WHAT YOU ARE ASKED TO DO: Copy every entry word for word. Skip the pictures.

DATASET RECORDS:
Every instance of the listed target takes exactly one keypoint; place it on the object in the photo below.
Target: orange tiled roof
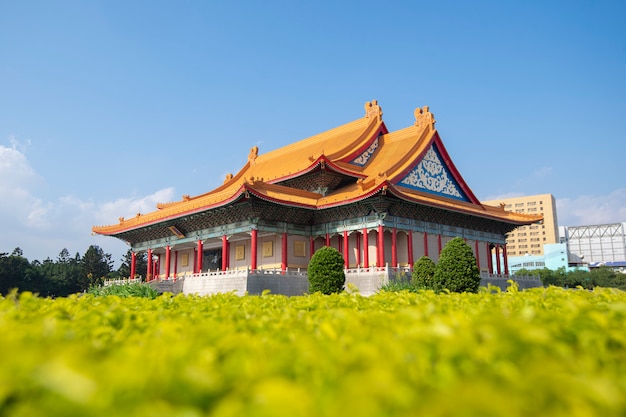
(388, 160)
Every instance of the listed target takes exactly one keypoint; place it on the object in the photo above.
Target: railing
(121, 281)
(487, 275)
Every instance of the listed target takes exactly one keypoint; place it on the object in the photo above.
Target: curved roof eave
(458, 206)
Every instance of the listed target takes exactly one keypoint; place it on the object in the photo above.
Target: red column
(224, 253)
(175, 263)
(358, 248)
(168, 256)
(506, 262)
(477, 254)
(489, 259)
(346, 253)
(380, 246)
(199, 257)
(498, 259)
(149, 271)
(133, 265)
(253, 248)
(283, 262)
(366, 249)
(394, 247)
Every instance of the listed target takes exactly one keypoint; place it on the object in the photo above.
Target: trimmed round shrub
(456, 269)
(423, 273)
(325, 271)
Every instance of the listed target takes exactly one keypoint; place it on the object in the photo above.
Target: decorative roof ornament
(372, 109)
(423, 117)
(254, 152)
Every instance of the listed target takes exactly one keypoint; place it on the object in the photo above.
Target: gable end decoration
(431, 175)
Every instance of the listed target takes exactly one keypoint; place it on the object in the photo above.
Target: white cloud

WRITTEN SOLUTION:
Every instance of the listed target takes exactly one keypoint; place it on the object in the photo below.
Target: orange tiled roof
(388, 160)
Every instance of the listed target takes exactly one keypoint; place it on the object in the photo above.
Target: railing
(121, 281)
(487, 275)
Every instance of the listed target takes exactly one keypoint; place it on the object in the photo above.
Target: curved roof eave
(458, 206)
Every instance of the listed target takes exactly one keypoint; place it on the object in the photo above.
Target: red column
(224, 253)
(175, 263)
(358, 248)
(168, 256)
(506, 262)
(477, 254)
(489, 259)
(346, 253)
(380, 246)
(199, 257)
(498, 259)
(149, 271)
(133, 265)
(253, 248)
(283, 262)
(366, 249)
(394, 247)
Every instance of the listed target takes exactly one keypoint; place it on the object in the photo above.
Target: trimmed round shrub
(456, 269)
(423, 273)
(325, 271)
Every instance of the listed target takes exactly one keypoint; place it on the object in the photo above.
Target: decorative roof ornament
(372, 109)
(423, 117)
(254, 152)
Every instance of the listed target takes exactly one keypoint; place it on the object in the photo above.
Target: gable end decoration
(431, 175)
Every instance of the listed target takes exactly one keypoint; place it on the object in the photo above.
Target: white cloud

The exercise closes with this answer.